[Stored data]
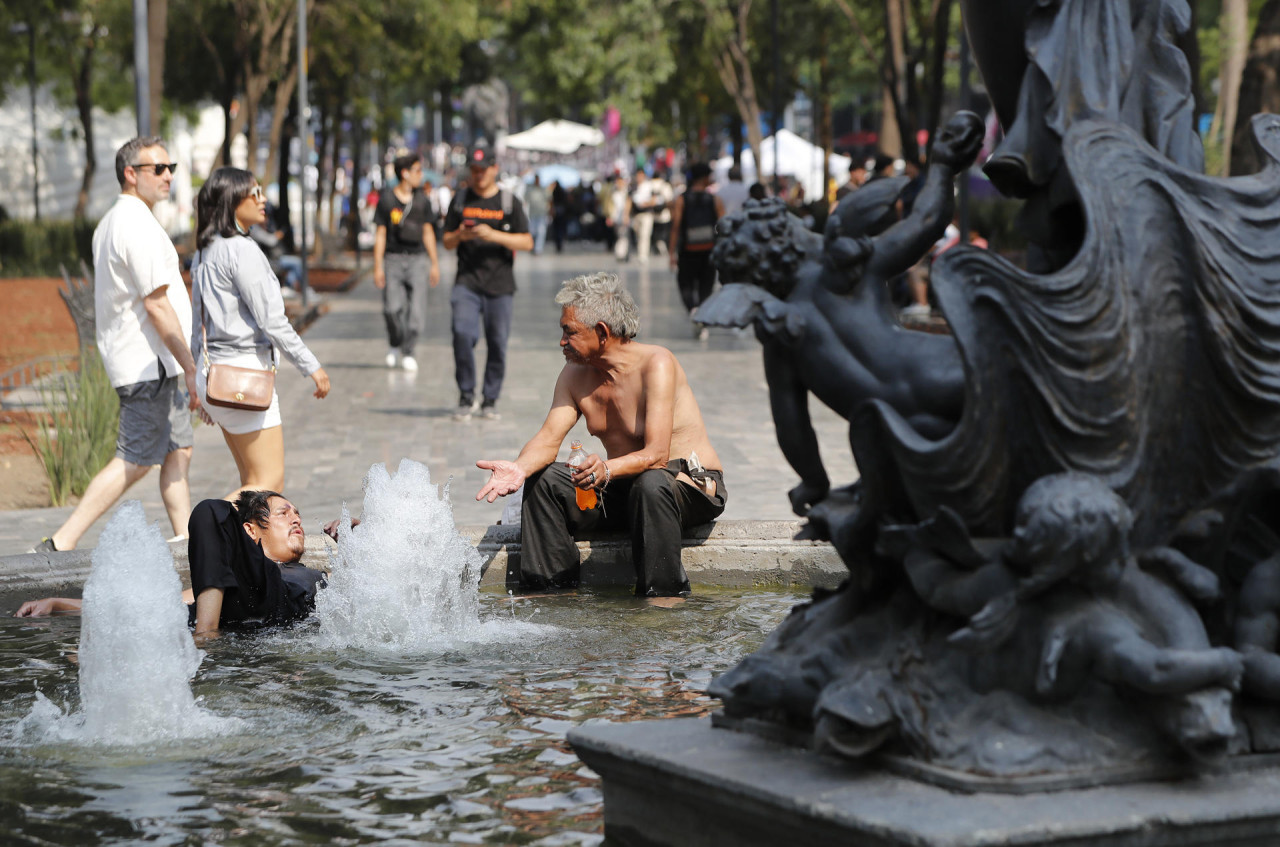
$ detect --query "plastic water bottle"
[564,441,598,512]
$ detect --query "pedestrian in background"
[32,137,200,553]
[191,168,329,500]
[525,174,550,256]
[444,143,534,421]
[671,161,724,340]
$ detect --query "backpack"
[680,191,716,251]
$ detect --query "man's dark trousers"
[520,462,726,596]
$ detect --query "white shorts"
[196,349,282,435]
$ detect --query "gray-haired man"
[476,274,726,596]
[32,137,200,553]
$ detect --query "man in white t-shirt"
[32,137,200,553]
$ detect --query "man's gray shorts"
[115,376,195,466]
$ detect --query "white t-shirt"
[93,194,191,388]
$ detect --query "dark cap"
[467,141,498,168]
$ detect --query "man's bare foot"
[645,598,689,609]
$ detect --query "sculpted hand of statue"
[787,482,831,517]
[476,459,525,503]
[932,111,987,170]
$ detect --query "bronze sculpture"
[699,0,1280,779]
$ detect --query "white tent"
[712,129,850,207]
[503,120,604,156]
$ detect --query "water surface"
[0,591,803,847]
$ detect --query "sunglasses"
[129,161,178,177]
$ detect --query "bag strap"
[191,249,276,374]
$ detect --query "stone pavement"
[0,247,855,555]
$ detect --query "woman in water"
[17,491,325,635]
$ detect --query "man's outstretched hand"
[476,459,525,503]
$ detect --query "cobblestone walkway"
[0,251,855,555]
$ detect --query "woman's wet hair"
[556,271,640,338]
[233,490,284,528]
[196,168,257,249]
[392,154,422,179]
[1011,472,1133,594]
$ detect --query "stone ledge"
[0,521,847,598]
[568,718,1280,847]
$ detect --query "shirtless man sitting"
[476,274,726,598]
[15,490,327,636]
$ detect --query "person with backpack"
[669,161,724,339]
[374,154,440,372]
[444,143,534,421]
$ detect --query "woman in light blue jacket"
[191,168,329,499]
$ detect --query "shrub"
[23,348,120,505]
[0,220,97,278]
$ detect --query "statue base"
[568,718,1280,847]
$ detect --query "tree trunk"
[815,22,833,201]
[147,0,169,136]
[1210,0,1249,175]
[925,0,965,157]
[266,63,298,182]
[703,0,762,182]
[1229,0,1280,177]
[73,32,101,220]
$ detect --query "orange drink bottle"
[566,441,599,512]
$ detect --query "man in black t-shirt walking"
[374,154,440,371]
[444,142,534,420]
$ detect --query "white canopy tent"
[712,129,850,207]
[503,120,604,156]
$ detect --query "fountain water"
[18,500,239,745]
[316,459,549,653]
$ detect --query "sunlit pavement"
[0,246,855,555]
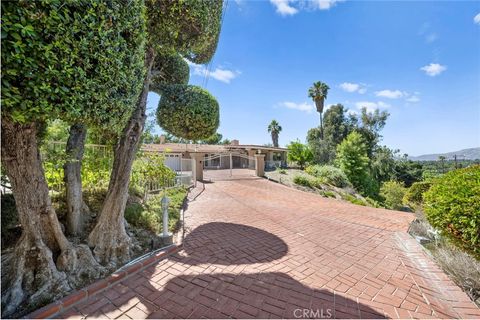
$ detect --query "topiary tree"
[1,0,145,316]
[423,165,480,259]
[150,52,190,94]
[287,141,313,170]
[88,0,223,266]
[335,131,369,194]
[157,85,219,140]
[403,181,432,209]
[380,181,407,210]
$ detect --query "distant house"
[141,140,287,171]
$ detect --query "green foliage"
[423,165,480,258]
[145,0,223,64]
[380,181,407,210]
[268,120,282,147]
[293,175,314,188]
[157,85,220,140]
[308,81,330,100]
[307,126,335,164]
[403,181,432,208]
[132,152,175,187]
[336,131,372,195]
[342,193,368,207]
[1,0,146,130]
[287,141,313,169]
[305,165,350,188]
[150,52,190,95]
[125,188,187,233]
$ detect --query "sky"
[148,0,480,156]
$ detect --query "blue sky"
[148,0,480,155]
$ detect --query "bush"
[423,165,480,258]
[125,188,187,233]
[403,181,432,208]
[157,84,220,140]
[342,193,368,207]
[380,181,407,210]
[293,175,313,188]
[335,131,375,196]
[305,165,350,188]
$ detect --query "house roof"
[141,143,287,153]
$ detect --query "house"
[141,139,287,171]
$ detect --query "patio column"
[247,149,255,169]
[255,154,265,177]
[190,152,205,181]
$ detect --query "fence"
[41,141,193,194]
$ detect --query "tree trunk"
[88,48,155,266]
[320,112,323,140]
[63,124,87,236]
[1,117,103,317]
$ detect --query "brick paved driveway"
[61,171,480,319]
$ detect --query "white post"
[162,195,170,239]
[230,152,232,177]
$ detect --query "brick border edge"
[24,244,183,319]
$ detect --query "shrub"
[287,140,313,169]
[293,175,313,188]
[125,188,187,233]
[335,131,374,195]
[157,84,220,140]
[342,193,368,206]
[380,181,407,210]
[403,181,432,208]
[423,165,480,258]
[305,165,350,188]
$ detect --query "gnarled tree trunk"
[88,48,155,266]
[63,123,87,236]
[1,117,104,317]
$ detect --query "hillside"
[409,148,480,161]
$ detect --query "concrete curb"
[25,244,183,319]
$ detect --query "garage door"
[165,153,182,171]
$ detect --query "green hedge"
[403,181,432,208]
[305,165,351,188]
[150,52,190,94]
[1,0,146,131]
[380,181,407,210]
[157,84,220,140]
[424,165,480,258]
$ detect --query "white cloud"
[405,96,420,103]
[425,33,438,43]
[473,13,480,24]
[309,0,344,10]
[340,82,367,94]
[270,0,298,16]
[279,101,315,113]
[355,101,391,112]
[187,61,241,83]
[375,89,407,99]
[420,63,447,77]
[347,109,359,116]
[270,0,345,16]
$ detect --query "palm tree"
[308,81,330,139]
[268,120,282,147]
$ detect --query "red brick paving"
[54,171,480,319]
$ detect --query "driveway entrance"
[55,178,480,319]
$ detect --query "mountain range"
[408,148,480,161]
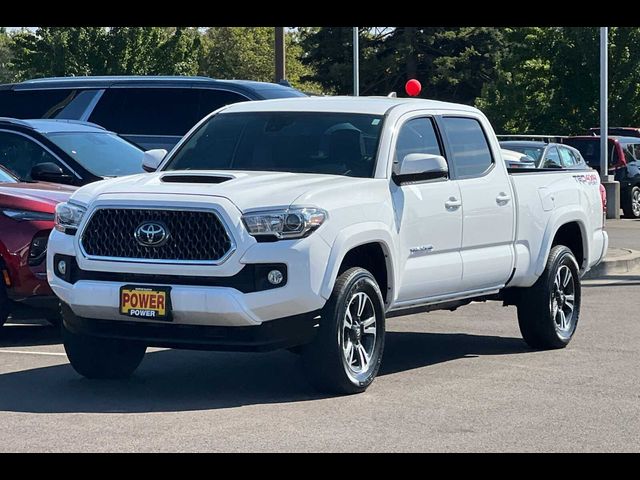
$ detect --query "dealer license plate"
[120,285,171,320]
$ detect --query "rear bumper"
[63,305,319,352]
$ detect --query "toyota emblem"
[133,222,169,247]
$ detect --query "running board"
[385,288,500,318]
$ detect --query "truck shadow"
[0,323,60,348]
[0,332,530,413]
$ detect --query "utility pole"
[353,27,360,97]
[600,27,620,218]
[275,27,287,83]
[600,27,609,178]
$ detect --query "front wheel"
[622,186,640,218]
[303,267,385,394]
[518,245,581,350]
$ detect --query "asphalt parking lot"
[0,220,640,452]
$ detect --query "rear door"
[391,114,462,302]
[442,116,515,291]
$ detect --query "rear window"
[0,88,76,119]
[563,137,617,168]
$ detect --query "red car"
[0,167,76,326]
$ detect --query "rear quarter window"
[443,117,493,178]
[0,88,76,119]
[89,88,200,136]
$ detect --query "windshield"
[46,132,144,177]
[163,112,382,177]
[504,145,544,163]
[0,168,16,183]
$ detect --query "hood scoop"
[160,173,234,183]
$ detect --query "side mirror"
[142,148,167,172]
[393,153,449,185]
[30,162,71,183]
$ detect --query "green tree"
[11,27,200,79]
[476,27,640,135]
[300,27,503,103]
[0,27,14,83]
[200,27,318,91]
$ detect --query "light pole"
[353,27,360,97]
[600,27,620,218]
[275,27,287,83]
[600,27,609,178]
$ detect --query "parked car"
[589,127,640,137]
[500,140,587,170]
[500,148,536,168]
[564,136,640,218]
[47,97,608,393]
[0,118,144,323]
[0,118,144,185]
[0,76,306,150]
[0,167,75,326]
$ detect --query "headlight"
[0,208,53,221]
[242,207,327,239]
[28,232,49,267]
[55,203,87,235]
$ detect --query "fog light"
[58,260,67,277]
[267,270,284,285]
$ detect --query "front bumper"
[47,208,330,327]
[63,305,319,352]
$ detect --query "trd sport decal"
[573,173,598,185]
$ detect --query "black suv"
[0,76,306,150]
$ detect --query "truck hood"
[72,170,370,212]
[0,182,77,213]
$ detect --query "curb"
[582,248,640,280]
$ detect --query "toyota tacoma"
[47,97,608,393]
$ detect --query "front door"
[391,116,462,304]
[442,116,515,291]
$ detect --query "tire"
[302,267,385,394]
[622,185,640,218]
[0,284,11,327]
[45,304,62,328]
[62,312,147,379]
[518,245,581,350]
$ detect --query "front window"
[564,137,618,168]
[0,168,16,183]
[163,112,382,178]
[501,144,544,165]
[46,132,144,177]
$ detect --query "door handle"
[496,192,511,205]
[444,197,462,210]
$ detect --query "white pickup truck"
[47,97,608,393]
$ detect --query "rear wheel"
[303,267,385,394]
[518,245,581,349]
[622,186,640,218]
[0,284,11,327]
[62,308,147,379]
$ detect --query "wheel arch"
[535,210,590,276]
[320,224,396,305]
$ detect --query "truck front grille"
[81,208,233,263]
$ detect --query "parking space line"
[0,350,67,357]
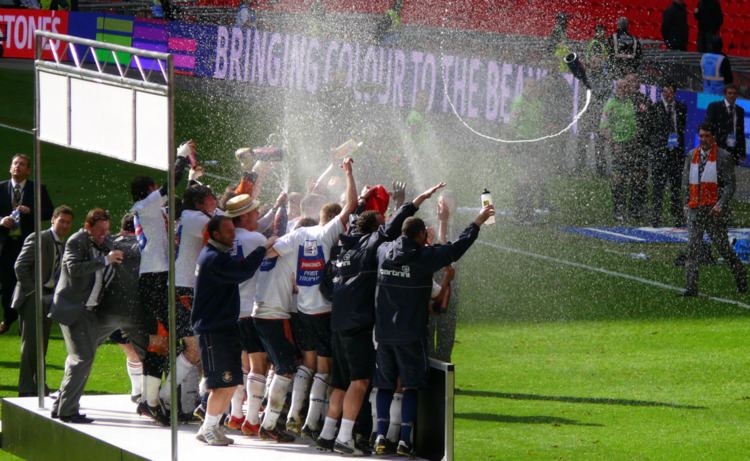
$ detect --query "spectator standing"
[683,123,747,296]
[576,24,612,177]
[706,84,745,163]
[651,83,687,227]
[0,154,54,335]
[661,0,688,51]
[50,208,123,424]
[608,16,643,78]
[600,80,637,221]
[701,35,734,94]
[694,0,724,53]
[12,205,73,397]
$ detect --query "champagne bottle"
[481,188,495,224]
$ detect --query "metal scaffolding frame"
[34,30,178,460]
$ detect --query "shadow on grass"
[456,389,707,410]
[0,360,65,370]
[455,413,604,427]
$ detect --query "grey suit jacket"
[682,147,736,209]
[11,229,62,311]
[49,229,112,325]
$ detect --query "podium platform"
[2,395,418,461]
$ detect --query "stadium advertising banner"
[0,9,69,59]
[0,9,750,162]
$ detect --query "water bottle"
[481,188,495,224]
[273,204,288,237]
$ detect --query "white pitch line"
[0,123,34,134]
[477,240,750,310]
[584,227,646,242]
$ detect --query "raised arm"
[338,157,357,226]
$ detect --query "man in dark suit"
[50,208,123,423]
[706,83,745,164]
[12,205,73,397]
[0,154,54,334]
[649,83,687,227]
[683,123,747,296]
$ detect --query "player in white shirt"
[159,184,217,406]
[274,159,357,440]
[130,140,196,426]
[220,194,268,435]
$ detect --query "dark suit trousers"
[685,206,747,291]
[18,295,52,395]
[651,149,685,227]
[53,310,148,416]
[0,237,23,325]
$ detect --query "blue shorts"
[237,317,266,354]
[297,312,332,357]
[253,318,297,375]
[373,341,430,389]
[198,328,242,389]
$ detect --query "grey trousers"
[685,207,747,291]
[18,295,52,395]
[52,311,148,416]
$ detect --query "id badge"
[667,133,679,149]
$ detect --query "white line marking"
[584,227,646,242]
[477,240,750,310]
[0,123,34,134]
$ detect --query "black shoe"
[315,437,335,451]
[302,424,320,442]
[396,440,417,459]
[136,401,169,426]
[60,413,94,424]
[258,426,294,443]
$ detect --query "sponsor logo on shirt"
[260,256,279,272]
[133,213,148,251]
[297,240,326,287]
[379,266,411,279]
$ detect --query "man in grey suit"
[11,205,73,397]
[50,208,123,423]
[682,123,747,296]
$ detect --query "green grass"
[0,65,750,461]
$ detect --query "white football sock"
[336,419,354,443]
[263,375,292,431]
[287,365,313,421]
[125,360,143,395]
[305,373,328,430]
[231,374,247,418]
[320,416,339,440]
[245,373,266,424]
[203,413,221,429]
[386,392,404,443]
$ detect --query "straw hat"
[224,194,260,218]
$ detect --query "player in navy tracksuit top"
[375,206,495,455]
[190,216,274,445]
[318,183,445,455]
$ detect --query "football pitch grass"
[0,66,750,461]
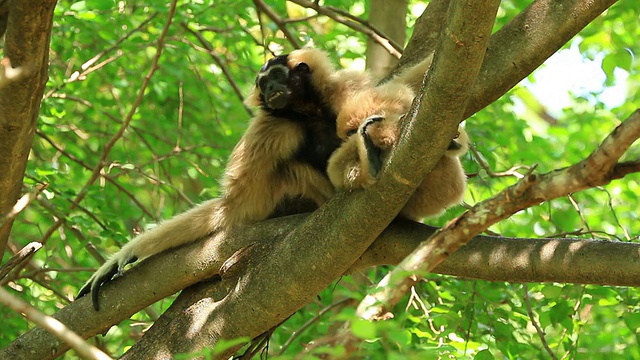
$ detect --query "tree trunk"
[0,0,56,253]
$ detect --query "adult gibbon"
[77,49,372,311]
[327,63,469,220]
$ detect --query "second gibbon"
[327,59,469,220]
[78,49,372,310]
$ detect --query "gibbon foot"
[358,115,384,179]
[76,256,138,311]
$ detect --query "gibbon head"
[246,49,333,111]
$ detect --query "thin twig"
[276,298,356,356]
[522,284,558,360]
[253,0,302,49]
[41,0,177,243]
[180,22,253,116]
[43,12,158,99]
[0,183,49,227]
[0,242,42,281]
[289,0,402,59]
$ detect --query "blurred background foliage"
[0,0,640,359]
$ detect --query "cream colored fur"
[80,49,372,300]
[327,59,469,220]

WHAT TO WORK ON — Pull out every line of the records that contains the string "bottle", treating uppercase and lowercase as distinct.

FULL OUTPUT —
$ detect --query "plastic water bottle"
$ detect --query "orange drink bottle"
$ detect --query "champagne bottle"
$ detect --query "water bottle"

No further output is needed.